• **PROVIDED PASSAGE**
════════
Pet foods and human foods alike increasingly incorporate trendy ingredients like honey, turmeric and coconut, but one category still stands above the rest. “The human protein trend continues to drive pet food,” said James Restivo, client director and pet lead for Nielsen, during Petfood Innovation Workshop 2018.
Thus, as 40 percent of human food shoppers in the US seek high protein, according to David Sprinkle, research director for Packaged Facts and a Petfood Forum 2018 speaker, 33 percent of dog owners and 24 percent of cat owners are feeding pet food formulations with high protein.
Restivo’s data showed such products are growing 5 percent a year, and dog food with meat as the first ingredient now commands a 52 percent share. Among all pet foods with meat as the first ingredient, 64 percent list more than one protein source: chicken is the most popular, at 80 percent, followed by fish (52 percent), turkey (48 percent), beef (39 percent) and lamb (13 percent).
Are high pet food protein levels sustainable and healthy?
════════
Please pick up the pet food protein passage after its final line and keep writing it.

• **GIVEN MATERIAL**
════════
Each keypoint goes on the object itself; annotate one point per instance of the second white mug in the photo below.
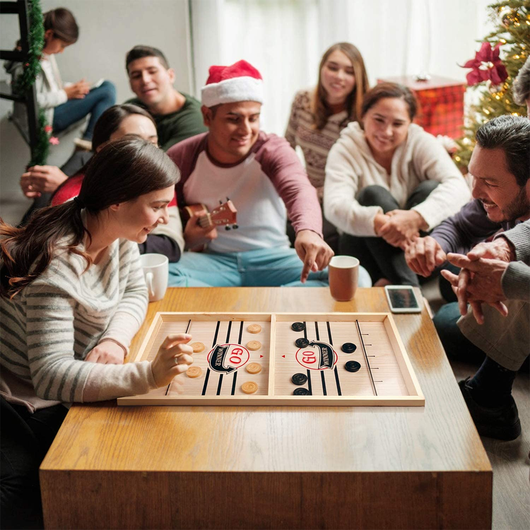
════════
• **WRITTEN ANSWER**
Some experts worry this trend may not be sustainable, and research is lacking on long-term health effects. Excess protein is stored in the dog or cat’s body as fat, so today’s high protein, dense pet foods may contribute to rising pet obesity if owners overfeed them, said Jennifer Adolphe, PhD, senior nutritionist for Petcurean, during Alltech One18. Also, excess protein is excreted as nitrogen, which can be harmful to the environment — not to mention your lawn.
As Restivo’s data showed, most proteins in pet foods come from animal sources. With global populations continuing to increase, along with rising incomes that allow more people to eat meat-based proteins and feed them to their pets, some of those proteins may become scarce.
Adolphe also stressed that we don’t know the optimal level of protein for pets. The Association of American Feed Control Officials (AAFCO) nutrition requirements for dogs and cats establish minimums, but today’s pet foods often exceed those. For example, she compared the recommended AAFCO daily amount of protein for an adult, healthy dog, 56 grams, to the as-fed amount in a dog food with 20 percent protein (62 grams) and one with 35 percent (109 grams). Is that healthy for dogs in the long run?